▶ TASK GOAL
Output as a JSON list of strings, one per line with blank lines left out, the lines beginning at the line that contains "drawn like (996,37)." and ending after the line that contains "Query: plain background".

▶ SOURCE RECORDS

- - -

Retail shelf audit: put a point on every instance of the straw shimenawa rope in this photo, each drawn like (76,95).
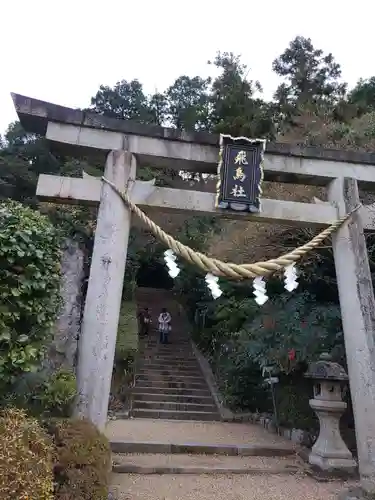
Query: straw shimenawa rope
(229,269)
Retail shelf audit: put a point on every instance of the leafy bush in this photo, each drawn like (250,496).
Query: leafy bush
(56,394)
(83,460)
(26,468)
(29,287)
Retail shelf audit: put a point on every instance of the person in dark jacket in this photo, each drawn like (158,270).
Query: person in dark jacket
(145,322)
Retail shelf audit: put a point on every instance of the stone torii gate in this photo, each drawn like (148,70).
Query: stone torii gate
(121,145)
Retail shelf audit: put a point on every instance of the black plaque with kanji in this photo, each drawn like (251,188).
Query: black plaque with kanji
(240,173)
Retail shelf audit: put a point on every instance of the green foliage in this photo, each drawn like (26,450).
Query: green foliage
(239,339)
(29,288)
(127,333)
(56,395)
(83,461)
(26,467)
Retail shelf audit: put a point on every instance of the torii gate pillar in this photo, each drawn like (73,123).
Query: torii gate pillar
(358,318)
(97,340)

- - -

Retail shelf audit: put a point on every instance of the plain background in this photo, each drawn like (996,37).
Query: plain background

- - -

▶ FINISHED EXERCISE
[
  "Retail shelf audit: put a point on every instance of the plain background in this photo, each drawn like (996,37).",
  "Query: plain background"
]